--- START Text section ---
Synthetic Orthophotograph of the Mars Face Based on Stereographic Measurements

A previous article presented a set of elevation values derived from stereographic measurements for points on the Mars Face landform and the surrounding plains. Each elevation value was derived from the difference in position of some identifiable small feature between two images taken at different emission angles. It was noted that these displacements, which are due to parallax, could be used to create what could be termed a "synthetic orthophotograph," a view of the landform looking straight down at the surface from above. Such a view, also referred to as a "plan view," is critical for assessing the general symmetry of the landform. The skew-and-stretch procedure used by NASA to process MGS images cannot produce a true plan view unless the imaged surface is perfectly flat and planar. I refer to such enhancements as "partially rectified" images. For three-dimensional objects such as the Mars Face, the partial rectification retains distortions caused by parallax associated with the off-nadir (off-vertical) angle of the camera's line of sight.

Briefly, an orthophotograph can be synthesized from a a partially rectified image by moving each pixel by an amount equal to the parallax displacement of the pixel from the off-nadir view to the plan view. The method of producing the otrhophoto is described in more detail subsequently for those who are interested.

Such an orthophotograph has been created from the April, 2001 Mars Global Surveyor image of the Mars Face using software written specifically for this task. It is shown in Figure 1.

Figure 1. Synthetic Orthophotograph based on the April, 2001 MGS image (MOC E0300824) of the Mars Face. Scale is 25% of full size.

The two dark diagonal lines extending from lower left to upper right are streaks caused by variations in the MGS camera's CCD array sensitivity. In the raw image, they are vertical and straight. The curvature of these lines was created by the pixel-shifting operations performed to generate the orthophotograph. The line furthest to the right is more curved because it passes through an area where the elevations were greater, therefore resulting in greater shifts of position.

Those familiar with the partially rectified version of the image released by NASA last year may not notice much difference at first glance. But subtle and perhaps significant differences should be apparent in the comparison of the two versions in Figure 2.

Figure 2. Left: Version of the April 2001 Face image partially rectified by Malin Space Science Systems. Right: Synthetic orthophotograph.

Perhaps the most notable difference is the greater degree of alignment of the "nose" ridge and "hare-lip" features along the vertical centerline of the image in the orthophoto. While the dichotomy between the left and right sides of the "face" persists, it is interesting that the "humanoid" and "feline" sides are almost exactly the same width because of the shift to the viewer's right of higher-elevation features in the orthophoto. (The "feline" side appears wider than the "humanoid" side in the original unrectified image because the camera was viewing the landform from the right, so surfaces facing the camera on the right side of the landform appear wider than those facing away from the camera on the left). The "nose" ridge, while of course still very rough in appearance, is less broad. The left and right walls of the platform are also more equal in width. While the width-to-length ratios of the overall landform are almost identical in the two versions, in the orthophoto the higher-elevation surfaces on the platform have been shifted downward from the top of the "head" toward the "chin," giving the appearance of a sligthly longer and narrower "face" and a slightly higher "forehead." While none of the differences between the two versions are quantitatively large, their cumulative effects in my opinion produce a greater impression of orderliness and symmetry in the synthetic orthophotograph than in the partially rectified MSSS version.
--- END Text section ---
Tasks and exercises -
1. Transcribe the part of the Mars Face orthophotograph article from "The two dark" to "Right: Synthetic orthophotograph.".
2. List every distinct term placed in quotation marks in the final paragraph of the Mars Face orthophotograph article, the one beginning "Perhaps the most notable difference", giving each term once.
3. Take the Mars Face orthophotograph article further by writing what comes after its final paragraph.
--- START Listing ---
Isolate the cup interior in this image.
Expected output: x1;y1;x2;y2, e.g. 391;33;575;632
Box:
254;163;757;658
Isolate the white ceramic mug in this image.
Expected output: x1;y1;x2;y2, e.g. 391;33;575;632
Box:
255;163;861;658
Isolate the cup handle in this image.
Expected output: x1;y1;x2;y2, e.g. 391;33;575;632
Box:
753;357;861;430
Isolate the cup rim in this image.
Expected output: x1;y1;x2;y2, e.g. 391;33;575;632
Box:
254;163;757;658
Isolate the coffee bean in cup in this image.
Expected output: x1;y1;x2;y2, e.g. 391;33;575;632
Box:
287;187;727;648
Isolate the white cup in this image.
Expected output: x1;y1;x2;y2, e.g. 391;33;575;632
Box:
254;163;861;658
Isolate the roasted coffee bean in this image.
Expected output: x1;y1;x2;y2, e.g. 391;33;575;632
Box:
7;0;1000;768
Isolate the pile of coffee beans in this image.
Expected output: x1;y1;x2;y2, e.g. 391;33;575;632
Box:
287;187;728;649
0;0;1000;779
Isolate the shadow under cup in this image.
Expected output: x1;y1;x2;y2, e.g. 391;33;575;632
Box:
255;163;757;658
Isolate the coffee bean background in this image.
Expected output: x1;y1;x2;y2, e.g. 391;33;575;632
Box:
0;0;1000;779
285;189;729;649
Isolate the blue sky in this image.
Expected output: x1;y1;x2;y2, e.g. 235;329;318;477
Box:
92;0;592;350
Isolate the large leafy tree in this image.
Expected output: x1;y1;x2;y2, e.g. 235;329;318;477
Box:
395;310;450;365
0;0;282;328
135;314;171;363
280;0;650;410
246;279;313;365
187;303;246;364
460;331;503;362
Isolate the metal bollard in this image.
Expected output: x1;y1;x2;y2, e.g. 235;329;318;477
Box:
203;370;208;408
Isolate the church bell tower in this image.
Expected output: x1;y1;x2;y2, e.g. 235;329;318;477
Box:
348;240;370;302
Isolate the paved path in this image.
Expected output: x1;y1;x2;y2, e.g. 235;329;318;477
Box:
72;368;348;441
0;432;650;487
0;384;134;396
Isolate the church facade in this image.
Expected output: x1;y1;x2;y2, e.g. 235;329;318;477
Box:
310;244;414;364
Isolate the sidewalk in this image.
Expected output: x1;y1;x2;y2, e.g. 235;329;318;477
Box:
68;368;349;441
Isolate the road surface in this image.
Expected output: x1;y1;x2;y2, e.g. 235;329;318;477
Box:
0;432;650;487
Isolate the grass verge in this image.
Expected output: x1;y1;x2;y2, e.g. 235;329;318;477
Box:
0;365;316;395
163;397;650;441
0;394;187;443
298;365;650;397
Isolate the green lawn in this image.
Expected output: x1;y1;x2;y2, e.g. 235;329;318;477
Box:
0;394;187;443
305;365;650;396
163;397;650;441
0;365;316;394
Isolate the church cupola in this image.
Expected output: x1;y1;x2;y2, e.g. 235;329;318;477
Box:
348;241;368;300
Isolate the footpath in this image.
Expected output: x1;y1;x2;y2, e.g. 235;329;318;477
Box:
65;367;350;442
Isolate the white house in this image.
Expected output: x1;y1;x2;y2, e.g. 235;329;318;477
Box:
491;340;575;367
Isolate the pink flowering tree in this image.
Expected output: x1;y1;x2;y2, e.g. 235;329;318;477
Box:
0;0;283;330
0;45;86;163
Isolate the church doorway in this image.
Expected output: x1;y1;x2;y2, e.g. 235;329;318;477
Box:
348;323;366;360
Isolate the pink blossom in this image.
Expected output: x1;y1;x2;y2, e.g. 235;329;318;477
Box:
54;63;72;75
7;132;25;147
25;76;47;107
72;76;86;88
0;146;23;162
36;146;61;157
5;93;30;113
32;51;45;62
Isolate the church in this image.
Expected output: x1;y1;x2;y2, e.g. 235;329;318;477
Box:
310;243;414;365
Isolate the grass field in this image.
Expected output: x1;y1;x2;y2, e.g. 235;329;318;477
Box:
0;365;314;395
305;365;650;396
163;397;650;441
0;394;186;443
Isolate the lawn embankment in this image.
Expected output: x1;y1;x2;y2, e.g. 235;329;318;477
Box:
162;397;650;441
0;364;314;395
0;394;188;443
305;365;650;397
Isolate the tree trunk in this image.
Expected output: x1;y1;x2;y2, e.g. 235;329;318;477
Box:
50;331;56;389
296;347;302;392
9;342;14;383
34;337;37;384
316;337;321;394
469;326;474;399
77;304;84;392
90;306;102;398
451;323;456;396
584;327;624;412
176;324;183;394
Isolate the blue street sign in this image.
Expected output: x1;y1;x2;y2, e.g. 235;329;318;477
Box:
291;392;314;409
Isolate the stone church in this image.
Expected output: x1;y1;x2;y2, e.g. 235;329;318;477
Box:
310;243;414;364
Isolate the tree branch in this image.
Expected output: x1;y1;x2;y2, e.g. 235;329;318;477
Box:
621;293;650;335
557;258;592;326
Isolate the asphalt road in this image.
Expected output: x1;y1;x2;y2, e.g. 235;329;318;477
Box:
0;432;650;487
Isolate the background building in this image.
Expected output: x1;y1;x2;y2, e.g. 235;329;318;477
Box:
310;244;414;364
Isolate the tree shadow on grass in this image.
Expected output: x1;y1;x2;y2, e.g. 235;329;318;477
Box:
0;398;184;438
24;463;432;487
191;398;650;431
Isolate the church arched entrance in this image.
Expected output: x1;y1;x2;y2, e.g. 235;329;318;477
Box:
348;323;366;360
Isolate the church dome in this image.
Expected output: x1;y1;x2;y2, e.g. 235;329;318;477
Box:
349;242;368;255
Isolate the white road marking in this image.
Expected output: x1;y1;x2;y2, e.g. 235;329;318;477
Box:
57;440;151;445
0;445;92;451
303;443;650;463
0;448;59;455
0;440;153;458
--- END Listing ---
Task results -
1.
The two dark diagonal lines extending from lower left to upper right are streaks caused by variations in the MGS camera's CCD array sensitivity. In the raw image, they are vertical and straight. The curvature of these lines was created by the pixel-shifting operations performed to generate the orthophotograph. The line furthest to the right is more curved because it passes through an area where the elevations were greater, therefore resulting in greater shifts of position.

Those familiar with the partially rectified version of the image released by NASA last year may not notice much difference at first glance. But subtle and perhaps significant differences should be apparent in the comparison of the two versions in Figure 2.

Figure 2. Left: Version of the April 2001 Face image partially rectified by Malin Space Science Systems. Right: Synthetic orthophotograph.

2.
- nose
- hare-lip
- face
- humanoid
- feline
- head
- chin
- forehead

3.
Unfortunately, no complete orthophotograph has been taken of the Mars Face by MGS as of yet. But if and when MGS or some other spacecraft ever acquires a true orthophotograph of the Mars Face, I am confident that it will not differ significantly from this synthetic version. As described below, the method by which it was created does not involve any of the subjective judgements that Mark Kelly was compelled to make in his earlier attempt at creating what was essentially a synthetic orthophotograph. Kelly had to work with the 1998 MGS image, the only MGS image of the Mars Face available at that time, and the old Viking images. The 1998 MGS image was taken at a very large off-nadir angle (45 degrees off the vertical from the martian surface). The Viking images were taken at a much lower resolution than the MGS image (50 meters versus 4). Combined, these two data limitations made it virtually impossible to perform any stereographic measurements. In contrast, this orthophotograph was created by completely objective procedures using only the elevation data from the various combinations of stereo pairs from four different MGS images of the Face (two orthophotographs, both of which showed only a small area of the landform and two images of the complete landform, both taken at off-nadir viewing angles).

Procedure for Constructing the Synthetic Orthophotograph

A file of 75 entries for pixel coordinates versus elevation measurements was made for the 2001 image from stereographic measurements of it and three other MGS images showing parts of the Face. This data was used to create a lattice enclosing the Face as shown in Figure 3.

Figure 3. Lattice of automatically generated line segments from a set of 75 elevation measurements. Each point where lines intersect was a point for which an elevation value had been derived from measured parallax shifts. The lattice is shown superimposed over the "partially rectified" version of MOC E0300824 that was programmatically reshaped to create the orthophoto in Figure 1. The arrow indicates the direction to the MGS camera, which is also the direction in which all pixels were shifted to produce the orthophoto.

The algorithm used to construct this lattice produced a set of line segments with the properties that

each line segment ends at points where an elevation value had been computed (the "control points");
it is not possible to add any new line segment to the set of selected segments without intersecting a shorter segment already in the set. This ensures that the selected line segments do not cross each other at locations that are not control points and that they are of the shortest length possible.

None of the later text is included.